● **How to complete this task**
Write out the data in full, exactly as shown.

● **Source material**
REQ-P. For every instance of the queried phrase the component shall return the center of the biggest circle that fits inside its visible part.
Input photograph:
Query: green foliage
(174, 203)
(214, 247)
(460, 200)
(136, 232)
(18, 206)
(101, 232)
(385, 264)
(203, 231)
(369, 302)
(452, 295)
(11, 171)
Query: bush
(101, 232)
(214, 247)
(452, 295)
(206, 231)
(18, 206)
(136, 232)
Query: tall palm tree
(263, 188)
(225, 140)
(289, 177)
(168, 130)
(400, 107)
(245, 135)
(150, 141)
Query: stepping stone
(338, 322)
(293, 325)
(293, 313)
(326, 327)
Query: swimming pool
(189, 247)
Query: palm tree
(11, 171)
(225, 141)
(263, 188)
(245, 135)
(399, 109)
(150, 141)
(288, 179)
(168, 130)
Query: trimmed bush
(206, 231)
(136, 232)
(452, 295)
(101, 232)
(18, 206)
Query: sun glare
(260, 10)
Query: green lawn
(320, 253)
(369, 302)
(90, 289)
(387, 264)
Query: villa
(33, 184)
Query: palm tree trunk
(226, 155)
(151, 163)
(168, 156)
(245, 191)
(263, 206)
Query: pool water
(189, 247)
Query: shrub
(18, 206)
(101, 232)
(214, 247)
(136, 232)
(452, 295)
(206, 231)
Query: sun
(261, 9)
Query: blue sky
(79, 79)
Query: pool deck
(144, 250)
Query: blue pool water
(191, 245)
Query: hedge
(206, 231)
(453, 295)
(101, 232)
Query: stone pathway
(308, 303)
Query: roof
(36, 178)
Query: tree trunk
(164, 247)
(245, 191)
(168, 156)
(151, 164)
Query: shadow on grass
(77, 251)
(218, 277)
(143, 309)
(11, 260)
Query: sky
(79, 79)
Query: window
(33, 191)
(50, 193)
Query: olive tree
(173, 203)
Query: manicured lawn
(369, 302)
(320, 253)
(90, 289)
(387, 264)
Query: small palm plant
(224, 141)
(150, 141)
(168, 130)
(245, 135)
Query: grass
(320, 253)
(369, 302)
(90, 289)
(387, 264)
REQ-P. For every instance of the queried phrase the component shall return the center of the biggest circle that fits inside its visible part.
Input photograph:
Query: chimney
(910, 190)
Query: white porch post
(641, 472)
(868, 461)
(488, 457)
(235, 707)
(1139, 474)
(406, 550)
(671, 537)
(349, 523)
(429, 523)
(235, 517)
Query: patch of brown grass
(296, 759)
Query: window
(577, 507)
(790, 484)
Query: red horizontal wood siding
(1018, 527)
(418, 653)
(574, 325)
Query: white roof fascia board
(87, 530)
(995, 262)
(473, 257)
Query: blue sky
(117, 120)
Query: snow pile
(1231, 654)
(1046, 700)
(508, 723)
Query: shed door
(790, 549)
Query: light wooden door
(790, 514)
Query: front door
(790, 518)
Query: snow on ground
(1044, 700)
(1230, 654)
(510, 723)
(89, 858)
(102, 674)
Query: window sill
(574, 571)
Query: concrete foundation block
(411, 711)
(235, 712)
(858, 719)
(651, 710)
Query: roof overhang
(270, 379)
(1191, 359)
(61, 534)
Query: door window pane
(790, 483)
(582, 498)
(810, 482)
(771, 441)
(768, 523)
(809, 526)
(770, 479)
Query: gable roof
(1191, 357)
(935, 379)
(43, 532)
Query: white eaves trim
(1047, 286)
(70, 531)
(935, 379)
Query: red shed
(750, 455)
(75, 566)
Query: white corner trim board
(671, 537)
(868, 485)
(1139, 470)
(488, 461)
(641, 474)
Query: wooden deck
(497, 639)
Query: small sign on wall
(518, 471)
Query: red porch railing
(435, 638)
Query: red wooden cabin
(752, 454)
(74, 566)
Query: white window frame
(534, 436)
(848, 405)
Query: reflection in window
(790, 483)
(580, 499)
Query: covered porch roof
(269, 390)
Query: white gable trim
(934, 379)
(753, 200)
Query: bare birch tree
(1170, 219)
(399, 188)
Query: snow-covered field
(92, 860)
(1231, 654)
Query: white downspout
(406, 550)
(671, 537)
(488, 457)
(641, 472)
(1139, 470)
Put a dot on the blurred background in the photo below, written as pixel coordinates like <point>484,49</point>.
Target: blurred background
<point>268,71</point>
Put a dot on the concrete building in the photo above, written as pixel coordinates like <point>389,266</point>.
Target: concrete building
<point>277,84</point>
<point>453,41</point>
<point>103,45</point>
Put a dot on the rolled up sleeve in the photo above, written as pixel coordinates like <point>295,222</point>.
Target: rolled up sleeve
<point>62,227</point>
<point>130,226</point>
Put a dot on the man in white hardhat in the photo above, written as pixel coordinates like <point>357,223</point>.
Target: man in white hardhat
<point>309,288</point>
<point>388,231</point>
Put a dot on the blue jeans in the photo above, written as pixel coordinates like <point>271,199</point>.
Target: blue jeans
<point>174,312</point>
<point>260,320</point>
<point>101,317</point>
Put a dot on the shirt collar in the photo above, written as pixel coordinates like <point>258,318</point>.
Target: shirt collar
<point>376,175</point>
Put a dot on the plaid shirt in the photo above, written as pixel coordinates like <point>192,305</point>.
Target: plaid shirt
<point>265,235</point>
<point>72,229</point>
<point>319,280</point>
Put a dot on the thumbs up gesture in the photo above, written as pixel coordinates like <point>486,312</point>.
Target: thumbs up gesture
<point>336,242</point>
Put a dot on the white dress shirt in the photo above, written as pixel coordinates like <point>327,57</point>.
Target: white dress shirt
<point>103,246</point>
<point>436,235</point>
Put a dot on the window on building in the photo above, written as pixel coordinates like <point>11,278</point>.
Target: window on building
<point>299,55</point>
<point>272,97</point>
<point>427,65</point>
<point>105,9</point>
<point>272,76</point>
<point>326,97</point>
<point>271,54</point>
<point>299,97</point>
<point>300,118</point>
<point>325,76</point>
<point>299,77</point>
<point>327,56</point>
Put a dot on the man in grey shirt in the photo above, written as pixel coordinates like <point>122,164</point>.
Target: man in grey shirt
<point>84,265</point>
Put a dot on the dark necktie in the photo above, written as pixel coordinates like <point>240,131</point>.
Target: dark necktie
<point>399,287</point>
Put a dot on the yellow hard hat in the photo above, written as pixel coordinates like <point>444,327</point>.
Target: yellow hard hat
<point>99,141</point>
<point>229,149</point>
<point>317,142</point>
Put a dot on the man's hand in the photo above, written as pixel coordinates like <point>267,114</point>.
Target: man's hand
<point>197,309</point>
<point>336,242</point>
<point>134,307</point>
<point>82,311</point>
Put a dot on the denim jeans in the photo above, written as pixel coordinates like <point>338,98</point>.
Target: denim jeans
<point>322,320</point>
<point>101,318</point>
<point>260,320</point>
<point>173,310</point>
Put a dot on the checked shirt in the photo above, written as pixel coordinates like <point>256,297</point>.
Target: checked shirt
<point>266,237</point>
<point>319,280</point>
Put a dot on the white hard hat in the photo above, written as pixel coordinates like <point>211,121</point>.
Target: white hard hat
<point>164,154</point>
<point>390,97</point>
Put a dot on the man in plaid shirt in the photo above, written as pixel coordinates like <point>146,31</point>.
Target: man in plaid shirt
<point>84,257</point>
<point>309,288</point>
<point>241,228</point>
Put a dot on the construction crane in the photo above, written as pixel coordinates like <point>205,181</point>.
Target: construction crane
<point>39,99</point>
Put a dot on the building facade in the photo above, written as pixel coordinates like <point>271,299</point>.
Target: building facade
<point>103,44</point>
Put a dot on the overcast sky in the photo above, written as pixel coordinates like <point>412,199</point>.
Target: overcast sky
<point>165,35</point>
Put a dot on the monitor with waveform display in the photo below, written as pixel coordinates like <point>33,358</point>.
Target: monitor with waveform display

● **Output for this exercise**
REQ-P. For every instance of the queried phrase the component shall return the center of the biggest circle that fits inside its visible part.
Input photograph:
Query: green foliage
(174, 203)
(214, 247)
(460, 200)
(136, 232)
(18, 206)
(101, 232)
(385, 264)
(203, 231)
(369, 302)
(452, 295)
(11, 171)
Query: bush
(101, 232)
(214, 247)
(452, 295)
(206, 231)
(18, 206)
(136, 232)
Query: tall palm tree
(263, 188)
(225, 140)
(289, 177)
(168, 130)
(400, 107)
(245, 135)
(150, 141)
Query: stepping stone
(338, 322)
(293, 325)
(293, 313)
(326, 327)
Query: swimming pool
(189, 247)
Query: palm tree
(11, 171)
(225, 141)
(263, 188)
(245, 135)
(399, 109)
(150, 141)
(288, 179)
(168, 130)
Query: trimmed bush
(206, 231)
(136, 232)
(452, 295)
(101, 232)
(18, 206)
Query: sun glare
(260, 10)
Query: green lawn
(320, 253)
(369, 302)
(90, 289)
(387, 264)
Query: villa
(33, 184)
Query: palm tree trunk
(226, 155)
(151, 163)
(168, 156)
(245, 191)
(263, 206)
Query: pool water
(189, 247)
Query: shrub
(18, 206)
(101, 232)
(214, 247)
(136, 232)
(452, 295)
(206, 231)
Query: sun
(261, 9)
Query: blue sky
(79, 79)
Query: pool deck
(144, 250)
Query: blue pool water
(191, 245)
Query: hedge
(206, 231)
(453, 295)
(101, 232)
Query: stone pathway
(308, 303)
Query: roof
(36, 178)
Query: tree trunk
(164, 247)
(245, 191)
(168, 156)
(151, 164)
Query: shadow on grass
(77, 251)
(218, 277)
(143, 309)
(11, 260)
Query: sky
(79, 79)
Query: window
(33, 191)
(50, 193)
Query: olive tree
(173, 203)
Query: manicured lawn
(369, 302)
(320, 253)
(90, 289)
(387, 264)
Query: small palm plant
(224, 141)
(150, 141)
(168, 130)
(245, 135)
Query: grass
(320, 253)
(369, 302)
(90, 289)
(387, 264)
REQ-P. For every instance of the queried phrase the component shall return the center of the biggest circle that fits inside its visible part.
Input photograph:
Query: chimney
(910, 190)
Query: white porch post
(641, 472)
(868, 461)
(488, 457)
(235, 707)
(1139, 474)
(406, 550)
(671, 537)
(349, 523)
(429, 523)
(235, 517)
Query: patch of brown grass
(296, 759)
Query: window
(577, 507)
(790, 484)
Query: red horizontal wood siding
(1018, 527)
(418, 653)
(574, 325)
Query: white roof fascia board
(87, 530)
(995, 262)
(473, 257)
Query: blue sky
(117, 120)
Query: snow pile
(1231, 654)
(1046, 700)
(508, 723)
Query: shed door
(790, 549)
Query: light wooden door
(790, 514)
Query: front door
(790, 518)
Query: snow on ground
(1044, 700)
(1230, 654)
(510, 723)
(89, 858)
(102, 674)
Query: window sill
(574, 571)
Query: concrete foundation block
(411, 711)
(235, 712)
(858, 719)
(651, 710)
Query: roof overhang
(270, 379)
(1191, 359)
(61, 534)
Query: door window pane
(790, 483)
(582, 498)
(810, 482)
(771, 441)
(768, 523)
(809, 526)
(770, 479)
Query: gable roof
(1191, 357)
(935, 379)
(43, 532)
Query: white eaves trim
(1047, 286)
(70, 531)
(935, 379)
Query: red shed
(750, 455)
(75, 566)
Query: white corner trim board
(671, 537)
(868, 485)
(1139, 470)
(488, 461)
(641, 474)
Query: wooden deck
(497, 639)
Query: small sign on wall
(518, 471)
Query: red porch railing
(435, 638)
Query: red wooden cabin
(752, 454)
(74, 566)
Query: white window frame
(534, 436)
(848, 405)
Query: reflection in window
(790, 483)
(580, 499)
Query: covered porch roof
(269, 390)
Query: white gable trim
(934, 379)
(753, 200)
Query: bare birch tree
(1170, 219)
(399, 188)
Query: snow-covered field
(92, 860)
(1231, 654)
Query: white downspout
(406, 550)
(671, 537)
(488, 457)
(641, 472)
(1139, 470)
Put a dot on the blurred background in the photo below, written as pixel coordinates like <point>484,49</point>.
Target: blurred background
<point>268,71</point>
Put a dot on the concrete building in the photo above, written as pixel coordinates like <point>389,266</point>.
Target: concrete building
<point>277,84</point>
<point>453,41</point>
<point>103,45</point>
Put a dot on the rolled up sleeve in the photo above, written as pixel coordinates like <point>295,222</point>.
Target: rolled up sleeve
<point>62,227</point>
<point>130,226</point>
Put a dot on the man in white hardhat in the photo above, written as pixel coordinates like <point>357,223</point>.
Target: man in white hardhat
<point>309,288</point>
<point>388,231</point>
Put a dot on the blue jeans in the photo above, written as pixel coordinates like <point>271,199</point>.
Target: blue jeans
<point>174,312</point>
<point>260,320</point>
<point>101,317</point>
Put a dot on the shirt collar in the photo above, written as pixel coordinates like <point>258,318</point>.
Target: shirt collar
<point>376,175</point>
Put a dot on the plaid shirt in the photo above, written as pixel coordinates like <point>192,305</point>.
Target: plaid shirt
<point>265,235</point>
<point>72,229</point>
<point>319,280</point>
Put a dot on the thumbs up gesture in the photo above, written as pixel coordinates like <point>486,312</point>.
Target: thumbs up gesture
<point>336,242</point>
Put a dot on the white dress shirt in the photo above, written as pixel coordinates like <point>327,57</point>.
Target: white dress shirt
<point>103,246</point>
<point>436,235</point>
Put a dot on the window on building in the photo above, written as pixel coordinates like <point>11,278</point>.
Target: window on building
<point>299,55</point>
<point>272,97</point>
<point>427,65</point>
<point>105,9</point>
<point>272,76</point>
<point>326,97</point>
<point>271,54</point>
<point>299,97</point>
<point>300,118</point>
<point>325,76</point>
<point>299,77</point>
<point>327,56</point>
Put a dot on the man in grey shirt in the photo above, written as pixel coordinates like <point>122,164</point>.
Target: man in grey shirt
<point>84,265</point>
Put a dot on the dark necktie in the photo above, written as pixel coordinates like <point>240,131</point>.
Target: dark necktie
<point>399,287</point>
Put a dot on the yellow hard hat in the photo above, written as pixel coordinates like <point>444,327</point>.
Target: yellow hard hat
<point>99,141</point>
<point>229,149</point>
<point>317,142</point>
Put a dot on the man's hand in the photo above, written as pixel coordinates like <point>267,114</point>.
Target: man's hand
<point>197,309</point>
<point>336,242</point>
<point>134,307</point>
<point>82,311</point>
Put a dot on the denim jeans in the photo above, written as pixel coordinates like <point>338,98</point>.
Target: denim jeans
<point>322,320</point>
<point>101,318</point>
<point>260,320</point>
<point>173,310</point>
Put a dot on the checked shirt in the photo above, written as pixel coordinates like <point>256,297</point>.
Target: checked shirt
<point>266,237</point>
<point>319,280</point>
Put a dot on the white hard hat in the photo above, written as pixel coordinates like <point>211,121</point>.
Target: white hard hat
<point>164,154</point>
<point>390,97</point>
Put a dot on the man in plaid shirt in the photo above, written as pixel coordinates like <point>146,31</point>.
Target: man in plaid shirt
<point>84,257</point>
<point>309,288</point>
<point>241,228</point>
Put a dot on the construction crane in the photo above, written as pixel coordinates like <point>205,181</point>.
Target: construction crane
<point>39,99</point>
Put a dot on the building facade in the photo above, written as pixel coordinates like <point>271,299</point>.
Target: building facade
<point>103,44</point>
Put a dot on the overcast sky in the photo above, written as pixel coordinates like <point>412,199</point>.
Target: overcast sky
<point>165,35</point>
Put a dot on the monitor with waveform display in the photo below, written as pixel coordinates like <point>33,358</point>.
Target: monitor with waveform display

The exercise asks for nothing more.